=== INSTRUCTIONS FOR THE TASK ===
What you give back must match the records below exactly, apart from the pictures, which are omitted.

=== EXTRACTED ENTRIES ===

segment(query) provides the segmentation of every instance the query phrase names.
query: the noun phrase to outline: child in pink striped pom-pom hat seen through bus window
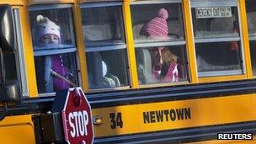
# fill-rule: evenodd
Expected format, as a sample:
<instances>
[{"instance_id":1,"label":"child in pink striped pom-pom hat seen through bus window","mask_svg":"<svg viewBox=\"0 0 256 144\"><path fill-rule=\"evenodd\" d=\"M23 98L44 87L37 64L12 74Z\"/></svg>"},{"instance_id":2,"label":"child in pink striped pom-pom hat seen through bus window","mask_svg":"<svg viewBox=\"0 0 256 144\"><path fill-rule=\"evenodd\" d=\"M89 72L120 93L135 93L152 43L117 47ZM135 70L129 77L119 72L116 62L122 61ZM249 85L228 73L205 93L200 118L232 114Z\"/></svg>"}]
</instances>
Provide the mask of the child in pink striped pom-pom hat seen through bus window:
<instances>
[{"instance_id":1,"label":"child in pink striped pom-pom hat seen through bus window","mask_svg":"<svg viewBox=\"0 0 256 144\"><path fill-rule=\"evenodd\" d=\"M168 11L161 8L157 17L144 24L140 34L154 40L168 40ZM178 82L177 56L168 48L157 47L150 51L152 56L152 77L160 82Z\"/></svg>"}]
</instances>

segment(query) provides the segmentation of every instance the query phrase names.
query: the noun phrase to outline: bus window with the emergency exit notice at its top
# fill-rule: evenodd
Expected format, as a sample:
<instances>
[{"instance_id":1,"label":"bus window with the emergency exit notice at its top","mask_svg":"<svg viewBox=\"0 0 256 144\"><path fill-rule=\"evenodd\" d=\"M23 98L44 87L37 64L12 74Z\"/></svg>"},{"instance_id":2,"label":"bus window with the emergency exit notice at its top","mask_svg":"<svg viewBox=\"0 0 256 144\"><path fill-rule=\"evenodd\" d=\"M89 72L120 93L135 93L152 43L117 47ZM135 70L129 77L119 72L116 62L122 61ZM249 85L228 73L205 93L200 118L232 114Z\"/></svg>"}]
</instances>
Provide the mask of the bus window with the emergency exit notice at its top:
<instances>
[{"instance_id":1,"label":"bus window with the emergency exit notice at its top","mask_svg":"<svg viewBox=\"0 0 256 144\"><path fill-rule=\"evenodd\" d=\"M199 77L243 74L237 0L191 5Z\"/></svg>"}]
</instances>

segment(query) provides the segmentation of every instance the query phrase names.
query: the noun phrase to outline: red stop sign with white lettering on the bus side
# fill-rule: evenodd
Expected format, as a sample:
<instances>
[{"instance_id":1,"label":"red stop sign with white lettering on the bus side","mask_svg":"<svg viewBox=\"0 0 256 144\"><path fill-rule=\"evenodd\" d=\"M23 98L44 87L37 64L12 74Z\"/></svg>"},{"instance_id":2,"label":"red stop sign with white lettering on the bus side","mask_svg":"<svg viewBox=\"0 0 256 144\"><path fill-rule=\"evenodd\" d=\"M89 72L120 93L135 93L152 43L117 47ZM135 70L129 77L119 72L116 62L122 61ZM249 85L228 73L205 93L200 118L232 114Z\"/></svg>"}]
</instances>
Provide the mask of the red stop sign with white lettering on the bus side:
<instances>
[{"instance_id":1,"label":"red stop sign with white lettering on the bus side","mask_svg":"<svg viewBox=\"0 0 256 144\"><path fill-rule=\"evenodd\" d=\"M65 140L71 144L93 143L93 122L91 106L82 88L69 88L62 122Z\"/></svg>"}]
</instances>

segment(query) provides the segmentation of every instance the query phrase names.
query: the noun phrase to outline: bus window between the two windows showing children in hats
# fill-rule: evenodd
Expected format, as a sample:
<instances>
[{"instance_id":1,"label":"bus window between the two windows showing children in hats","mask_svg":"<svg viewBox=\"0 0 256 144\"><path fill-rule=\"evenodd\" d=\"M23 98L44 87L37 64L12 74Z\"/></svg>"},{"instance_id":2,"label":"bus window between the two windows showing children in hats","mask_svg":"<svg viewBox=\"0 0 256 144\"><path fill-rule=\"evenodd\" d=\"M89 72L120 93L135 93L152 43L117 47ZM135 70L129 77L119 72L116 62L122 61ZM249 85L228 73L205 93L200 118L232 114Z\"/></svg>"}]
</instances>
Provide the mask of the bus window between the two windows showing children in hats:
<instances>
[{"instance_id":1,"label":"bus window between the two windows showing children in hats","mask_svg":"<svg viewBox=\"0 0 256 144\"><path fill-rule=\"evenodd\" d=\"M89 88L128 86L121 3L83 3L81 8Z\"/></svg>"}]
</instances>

=== FINISHED TASK ===
segment(query) provides the segmentation of every instance the query phrase names.
query: the noun phrase to outline: child in pink striped pom-pom hat seen through bus window
# fill-rule: evenodd
Expected format, as a sample:
<instances>
[{"instance_id":1,"label":"child in pink striped pom-pom hat seen through bus window","mask_svg":"<svg viewBox=\"0 0 256 144\"><path fill-rule=\"evenodd\" d=\"M23 98L44 87L37 64L12 74Z\"/></svg>"},{"instance_id":2,"label":"child in pink striped pom-pom hat seen through bus window","mask_svg":"<svg viewBox=\"0 0 256 144\"><path fill-rule=\"evenodd\" d=\"M89 72L120 93L135 93L152 43L117 47ZM135 70L129 77L119 72L116 62L122 61ZM249 85L228 73L205 93L200 118L232 114Z\"/></svg>"}]
</instances>
Provide the mask of the child in pink striped pom-pom hat seen through bus window:
<instances>
[{"instance_id":1,"label":"child in pink striped pom-pom hat seen through bus window","mask_svg":"<svg viewBox=\"0 0 256 144\"><path fill-rule=\"evenodd\" d=\"M168 11L161 8L157 17L144 24L140 34L154 40L168 40ZM178 82L177 56L168 48L157 47L150 51L152 56L152 77L160 82Z\"/></svg>"}]
</instances>

segment(query) provides the segmentation of every instance the query phrase names.
query: the noun phrase to outline: bus window with the emergency exit notice at its top
# fill-rule: evenodd
Expected format, as a sample:
<instances>
[{"instance_id":1,"label":"bus window with the emergency exit notice at its top","mask_svg":"<svg viewBox=\"0 0 256 144\"><path fill-rule=\"evenodd\" d=\"M23 98L44 87L37 64L12 74Z\"/></svg>"},{"instance_id":2,"label":"bus window with the emergency exit notice at its top","mask_svg":"<svg viewBox=\"0 0 256 144\"><path fill-rule=\"evenodd\" d=\"M89 72L120 93L135 93L152 43L117 47ZM135 70L129 77L119 72L116 62L122 61ZM249 85L228 73L205 93L200 118L232 114Z\"/></svg>"}]
</instances>
Provide the mask of the bus window with the emergency exit notice at its top:
<instances>
[{"instance_id":1,"label":"bus window with the emergency exit notice at its top","mask_svg":"<svg viewBox=\"0 0 256 144\"><path fill-rule=\"evenodd\" d=\"M199 77L243 74L237 0L191 5Z\"/></svg>"}]
</instances>

segment(query) provides the segmentation of every instance the query phrase names.
query: the noun phrase to outline: red stop sign with white lettering on the bus side
# fill-rule: evenodd
Expected format, as a sample:
<instances>
[{"instance_id":1,"label":"red stop sign with white lettering on the bus side","mask_svg":"<svg viewBox=\"0 0 256 144\"><path fill-rule=\"evenodd\" d=\"M23 98L44 87L37 64L12 74Z\"/></svg>"},{"instance_id":2,"label":"red stop sign with white lettering on the bus side","mask_svg":"<svg viewBox=\"0 0 256 144\"><path fill-rule=\"evenodd\" d=\"M89 72L120 93L135 93L152 43L117 47ZM135 70L129 77L119 72L116 62L122 61ZM249 85L228 73L205 93L200 118L232 114Z\"/></svg>"}]
</instances>
Provide the mask of the red stop sign with white lettering on the bus side:
<instances>
[{"instance_id":1,"label":"red stop sign with white lettering on the bus side","mask_svg":"<svg viewBox=\"0 0 256 144\"><path fill-rule=\"evenodd\" d=\"M65 140L71 144L93 143L93 122L91 106L82 88L69 88L62 122Z\"/></svg>"}]
</instances>

segment(query) provides the segmentation of every instance the query phrase names.
query: the noun phrase to outline: bus window between the two windows showing children in hats
# fill-rule: evenodd
Expected format, as a sample:
<instances>
[{"instance_id":1,"label":"bus window between the two windows showing children in hats","mask_svg":"<svg viewBox=\"0 0 256 144\"><path fill-rule=\"evenodd\" d=\"M23 98L44 87L37 64L12 74Z\"/></svg>"},{"instance_id":2,"label":"bus window between the two windows showing children in hats","mask_svg":"<svg viewBox=\"0 0 256 144\"><path fill-rule=\"evenodd\" d=\"M89 72L120 93L135 93L152 43L117 47ZM135 70L129 77L119 72L116 62L122 61ZM249 85L228 73L205 93L200 118L232 114Z\"/></svg>"}]
</instances>
Provide the mask of the bus window between the two windows showing children in hats:
<instances>
[{"instance_id":1,"label":"bus window between the two windows showing children in hats","mask_svg":"<svg viewBox=\"0 0 256 144\"><path fill-rule=\"evenodd\" d=\"M89 88L128 86L121 3L83 3L81 8Z\"/></svg>"}]
</instances>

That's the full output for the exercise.